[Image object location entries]
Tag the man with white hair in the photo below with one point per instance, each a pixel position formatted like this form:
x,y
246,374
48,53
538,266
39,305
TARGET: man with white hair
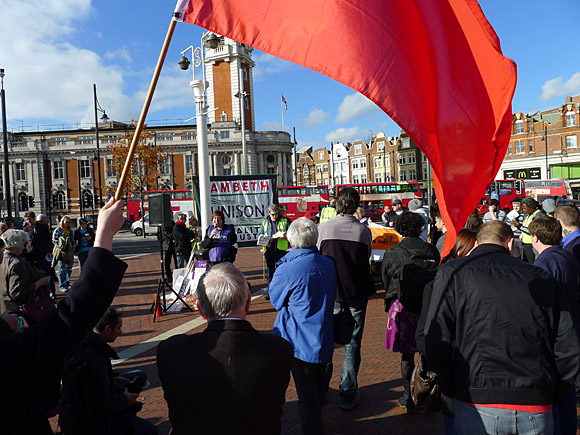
x,y
229,376
303,291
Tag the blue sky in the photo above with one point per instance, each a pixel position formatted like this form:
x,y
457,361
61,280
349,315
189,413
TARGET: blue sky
x,y
54,50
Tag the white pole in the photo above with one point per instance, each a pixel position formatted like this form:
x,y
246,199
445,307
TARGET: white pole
x,y
243,119
199,87
282,107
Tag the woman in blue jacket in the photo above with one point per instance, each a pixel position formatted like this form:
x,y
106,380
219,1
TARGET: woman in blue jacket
x,y
302,291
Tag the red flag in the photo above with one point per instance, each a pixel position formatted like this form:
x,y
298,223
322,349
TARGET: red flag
x,y
435,67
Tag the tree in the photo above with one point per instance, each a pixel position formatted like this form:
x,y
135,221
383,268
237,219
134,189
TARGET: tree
x,y
146,164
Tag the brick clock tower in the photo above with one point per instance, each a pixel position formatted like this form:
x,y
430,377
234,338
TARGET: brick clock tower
x,y
222,68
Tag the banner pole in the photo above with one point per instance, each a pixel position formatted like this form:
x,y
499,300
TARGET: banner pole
x,y
146,104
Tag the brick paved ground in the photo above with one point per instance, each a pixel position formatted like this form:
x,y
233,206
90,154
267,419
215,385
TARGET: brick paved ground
x,y
379,377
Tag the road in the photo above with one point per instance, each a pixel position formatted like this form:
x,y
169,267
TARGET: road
x,y
126,243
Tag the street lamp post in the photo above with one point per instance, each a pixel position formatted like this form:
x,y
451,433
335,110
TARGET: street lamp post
x,y
104,118
199,87
5,140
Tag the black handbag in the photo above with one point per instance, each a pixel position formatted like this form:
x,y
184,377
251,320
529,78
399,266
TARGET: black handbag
x,y
343,323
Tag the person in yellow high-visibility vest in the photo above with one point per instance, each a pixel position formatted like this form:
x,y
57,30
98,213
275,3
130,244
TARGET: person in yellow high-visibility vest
x,y
274,226
328,212
533,210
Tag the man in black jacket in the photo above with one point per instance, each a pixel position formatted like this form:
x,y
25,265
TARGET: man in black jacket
x,y
94,400
32,358
229,378
182,237
348,243
500,336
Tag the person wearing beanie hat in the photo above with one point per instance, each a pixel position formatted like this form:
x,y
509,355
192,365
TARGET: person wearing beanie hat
x,y
416,206
549,206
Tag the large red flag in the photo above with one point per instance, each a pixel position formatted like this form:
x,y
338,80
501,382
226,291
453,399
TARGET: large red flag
x,y
434,66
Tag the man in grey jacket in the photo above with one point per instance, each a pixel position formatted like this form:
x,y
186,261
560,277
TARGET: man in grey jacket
x,y
348,244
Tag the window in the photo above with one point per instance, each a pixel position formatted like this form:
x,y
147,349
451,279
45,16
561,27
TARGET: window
x,y
20,171
188,163
58,170
85,168
109,168
189,135
59,200
165,167
164,136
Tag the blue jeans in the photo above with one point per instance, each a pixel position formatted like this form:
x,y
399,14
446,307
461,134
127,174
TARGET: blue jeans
x,y
470,419
64,272
351,361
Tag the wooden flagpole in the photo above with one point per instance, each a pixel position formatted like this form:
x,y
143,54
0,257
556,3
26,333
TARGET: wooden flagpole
x,y
144,111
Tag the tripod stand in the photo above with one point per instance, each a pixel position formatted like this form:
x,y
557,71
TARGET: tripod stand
x,y
162,285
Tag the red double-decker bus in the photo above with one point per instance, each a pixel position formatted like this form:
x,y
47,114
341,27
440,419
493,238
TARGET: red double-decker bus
x,y
375,196
302,201
181,200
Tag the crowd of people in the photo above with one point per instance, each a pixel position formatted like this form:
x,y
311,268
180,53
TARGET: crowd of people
x,y
496,320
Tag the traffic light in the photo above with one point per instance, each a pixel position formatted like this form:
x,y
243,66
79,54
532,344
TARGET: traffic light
x,y
23,202
87,199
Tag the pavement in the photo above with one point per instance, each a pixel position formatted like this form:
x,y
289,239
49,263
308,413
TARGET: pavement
x,y
379,376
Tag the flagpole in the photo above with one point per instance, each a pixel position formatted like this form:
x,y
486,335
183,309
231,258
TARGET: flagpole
x,y
282,109
146,104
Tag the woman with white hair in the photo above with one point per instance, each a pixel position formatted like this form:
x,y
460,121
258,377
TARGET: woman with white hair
x,y
18,279
302,291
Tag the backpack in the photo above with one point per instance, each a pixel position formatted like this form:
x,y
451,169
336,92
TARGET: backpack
x,y
414,274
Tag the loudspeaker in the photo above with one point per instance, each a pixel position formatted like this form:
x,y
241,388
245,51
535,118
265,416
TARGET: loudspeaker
x,y
159,210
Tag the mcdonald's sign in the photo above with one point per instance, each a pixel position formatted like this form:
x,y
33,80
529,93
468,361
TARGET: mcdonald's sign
x,y
525,173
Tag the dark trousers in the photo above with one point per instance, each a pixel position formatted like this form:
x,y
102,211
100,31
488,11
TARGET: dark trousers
x,y
167,256
310,384
272,255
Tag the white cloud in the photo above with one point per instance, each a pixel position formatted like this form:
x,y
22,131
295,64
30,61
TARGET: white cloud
x,y
344,134
270,126
121,53
353,106
558,87
316,116
267,64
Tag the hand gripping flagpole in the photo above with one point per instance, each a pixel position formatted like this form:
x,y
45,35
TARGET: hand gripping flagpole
x,y
144,111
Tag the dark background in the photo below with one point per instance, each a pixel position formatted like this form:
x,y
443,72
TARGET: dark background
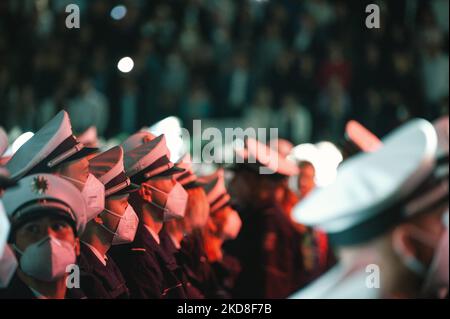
x,y
263,62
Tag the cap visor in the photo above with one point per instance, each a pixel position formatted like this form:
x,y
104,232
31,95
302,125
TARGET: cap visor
x,y
171,171
85,151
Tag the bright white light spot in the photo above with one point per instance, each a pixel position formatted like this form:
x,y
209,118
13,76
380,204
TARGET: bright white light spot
x,y
125,64
22,139
171,128
118,12
324,156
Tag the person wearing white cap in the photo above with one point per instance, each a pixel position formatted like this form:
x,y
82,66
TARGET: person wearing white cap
x,y
437,283
182,238
383,213
223,225
3,141
267,245
8,261
54,149
148,270
357,139
116,225
47,215
3,147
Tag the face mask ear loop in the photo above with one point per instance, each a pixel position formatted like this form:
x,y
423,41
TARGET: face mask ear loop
x,y
106,228
17,249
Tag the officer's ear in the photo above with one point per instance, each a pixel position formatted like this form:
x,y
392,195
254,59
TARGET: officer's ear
x,y
98,220
77,246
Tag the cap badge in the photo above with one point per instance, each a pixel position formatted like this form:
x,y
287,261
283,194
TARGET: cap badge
x,y
39,185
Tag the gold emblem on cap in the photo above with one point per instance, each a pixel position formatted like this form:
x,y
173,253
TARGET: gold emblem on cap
x,y
39,185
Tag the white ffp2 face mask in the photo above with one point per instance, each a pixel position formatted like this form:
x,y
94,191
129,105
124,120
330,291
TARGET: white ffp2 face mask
x,y
8,266
47,259
176,201
126,229
93,193
232,225
437,278
4,228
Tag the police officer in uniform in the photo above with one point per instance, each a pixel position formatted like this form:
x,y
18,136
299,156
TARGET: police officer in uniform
x,y
117,224
47,214
147,268
383,214
267,243
54,149
176,233
8,261
224,224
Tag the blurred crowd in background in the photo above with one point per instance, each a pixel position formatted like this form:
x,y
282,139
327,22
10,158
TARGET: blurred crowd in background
x,y
305,67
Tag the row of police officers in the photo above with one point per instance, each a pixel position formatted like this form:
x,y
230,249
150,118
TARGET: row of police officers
x,y
126,222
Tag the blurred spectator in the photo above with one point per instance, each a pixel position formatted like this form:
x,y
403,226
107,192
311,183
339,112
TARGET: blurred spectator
x,y
238,83
435,68
260,113
294,121
197,106
334,107
88,108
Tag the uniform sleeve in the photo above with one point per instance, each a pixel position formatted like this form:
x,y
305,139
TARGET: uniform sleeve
x,y
279,257
144,278
92,287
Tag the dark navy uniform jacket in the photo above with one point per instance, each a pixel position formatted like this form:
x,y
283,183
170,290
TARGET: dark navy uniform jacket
x,y
147,270
200,272
100,281
17,289
267,249
172,252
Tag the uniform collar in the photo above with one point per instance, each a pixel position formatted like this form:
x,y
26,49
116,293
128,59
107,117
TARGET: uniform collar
x,y
100,257
153,233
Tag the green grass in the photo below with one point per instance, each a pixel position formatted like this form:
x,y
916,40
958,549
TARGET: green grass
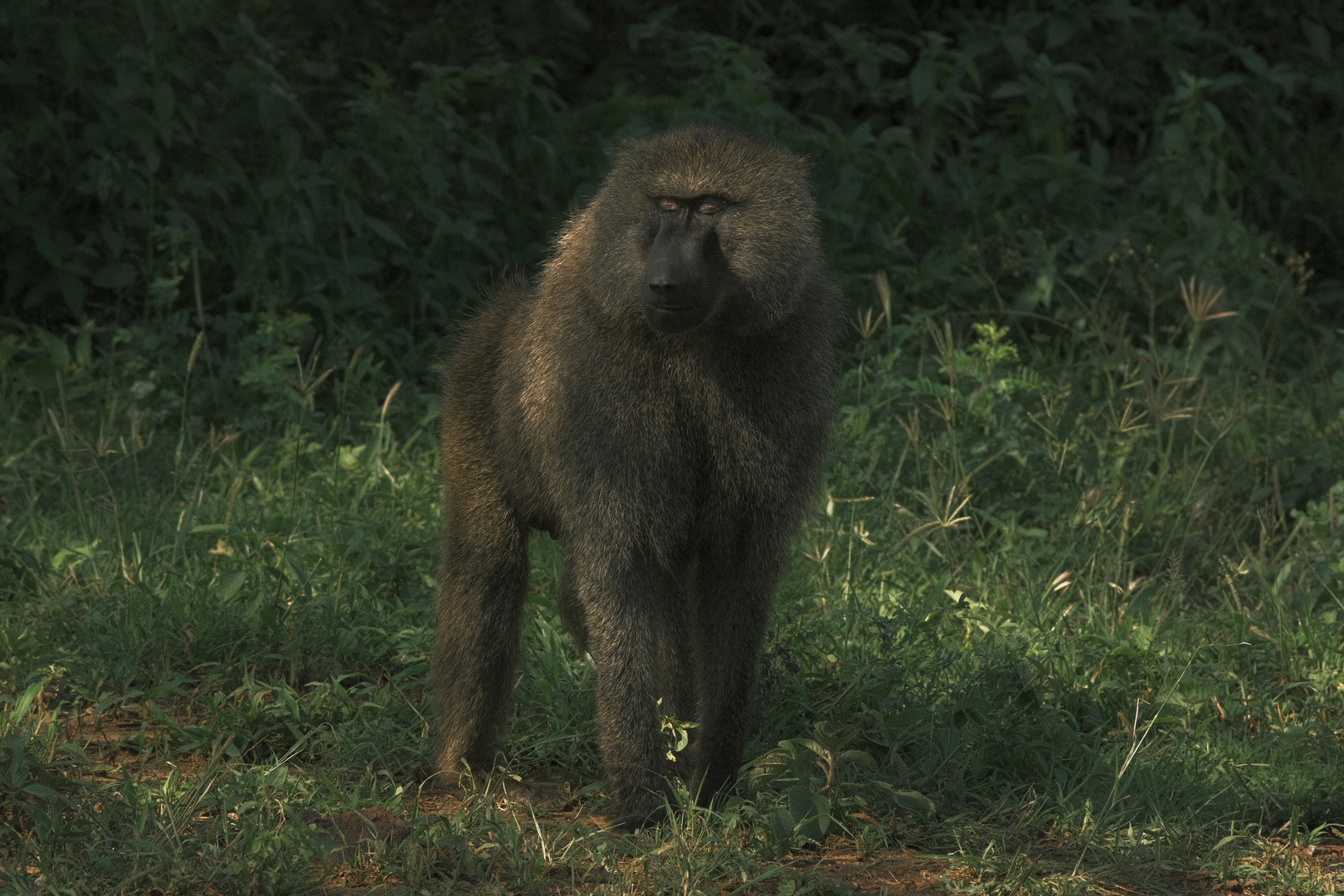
x,y
1062,620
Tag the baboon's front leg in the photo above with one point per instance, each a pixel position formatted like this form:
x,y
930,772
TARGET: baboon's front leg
x,y
734,596
635,611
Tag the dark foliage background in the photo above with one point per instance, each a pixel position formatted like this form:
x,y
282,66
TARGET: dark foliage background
x,y
173,167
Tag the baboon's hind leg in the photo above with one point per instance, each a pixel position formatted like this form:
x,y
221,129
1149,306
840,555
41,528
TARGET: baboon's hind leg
x,y
483,582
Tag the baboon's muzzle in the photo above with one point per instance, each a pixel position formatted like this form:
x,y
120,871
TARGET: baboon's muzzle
x,y
683,275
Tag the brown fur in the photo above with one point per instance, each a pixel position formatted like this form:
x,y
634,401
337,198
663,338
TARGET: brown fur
x,y
675,468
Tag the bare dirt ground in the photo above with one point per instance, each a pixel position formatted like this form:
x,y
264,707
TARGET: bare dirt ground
x,y
351,865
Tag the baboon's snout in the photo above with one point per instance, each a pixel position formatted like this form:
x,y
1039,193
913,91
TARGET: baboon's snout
x,y
679,275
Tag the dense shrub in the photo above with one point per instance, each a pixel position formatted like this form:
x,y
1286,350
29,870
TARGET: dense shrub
x,y
188,165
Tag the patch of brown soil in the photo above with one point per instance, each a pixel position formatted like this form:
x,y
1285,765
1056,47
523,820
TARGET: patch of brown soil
x,y
884,871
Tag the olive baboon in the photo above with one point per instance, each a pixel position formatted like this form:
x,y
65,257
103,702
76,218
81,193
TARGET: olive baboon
x,y
660,399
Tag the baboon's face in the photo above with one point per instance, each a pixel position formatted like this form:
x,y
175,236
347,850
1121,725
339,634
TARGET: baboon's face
x,y
687,277
698,229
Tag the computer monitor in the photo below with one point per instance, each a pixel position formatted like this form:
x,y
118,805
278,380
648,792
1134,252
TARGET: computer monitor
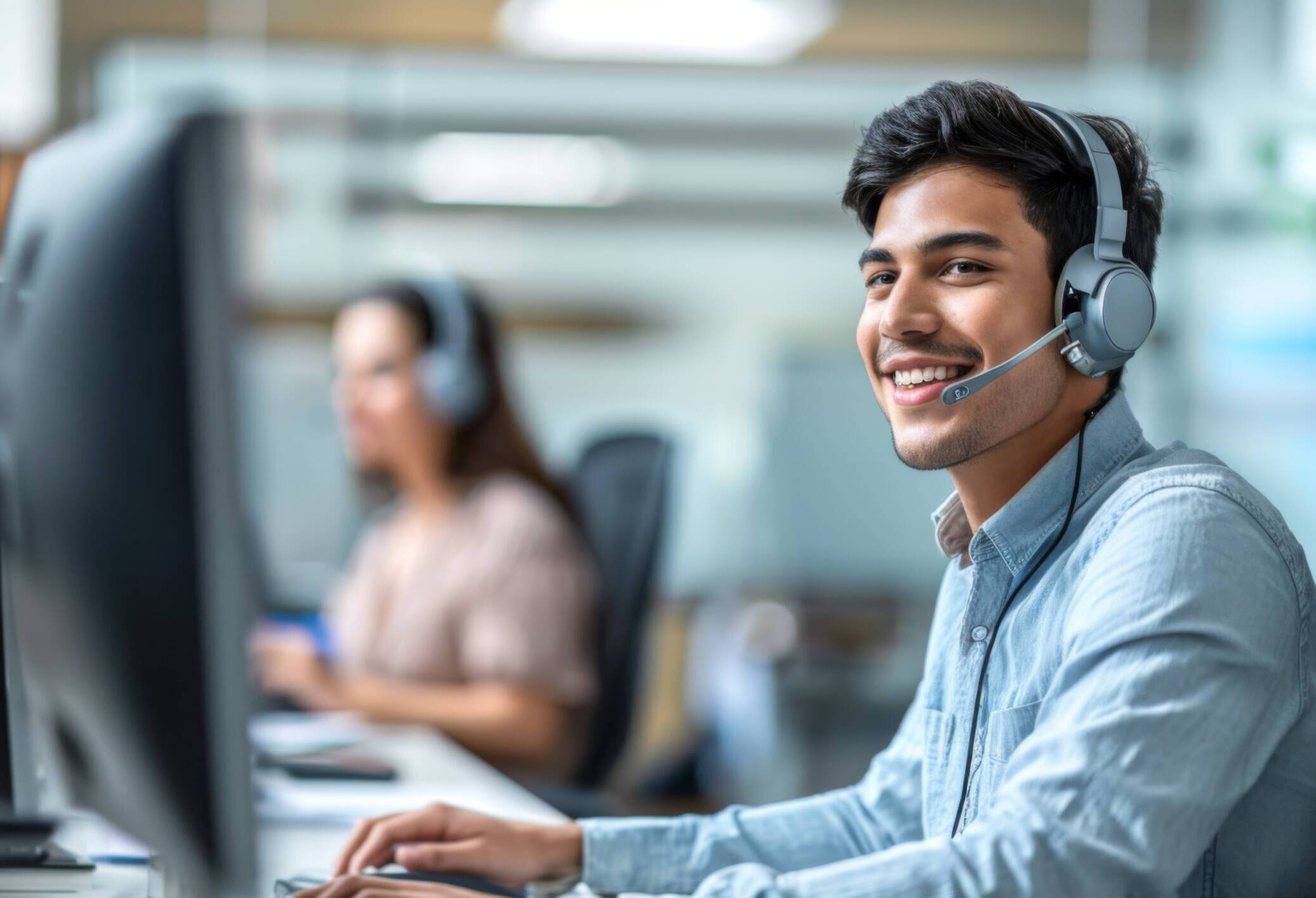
x,y
119,485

▶ _What is expected_: Rewrite everything from the line containing "Tag the computer" down through the end of the records, substituting "flat-screen display" for every "computer monitor" and changing nothing else. Leave the pictures out of your answer.

▶ _Result of this exercise_:
Tag the flat-screen display in the photo below with one point per instance, each a pixel position formatted like this form:
x,y
118,805
278,380
648,792
1134,252
TARGET: flat-screen display
x,y
119,485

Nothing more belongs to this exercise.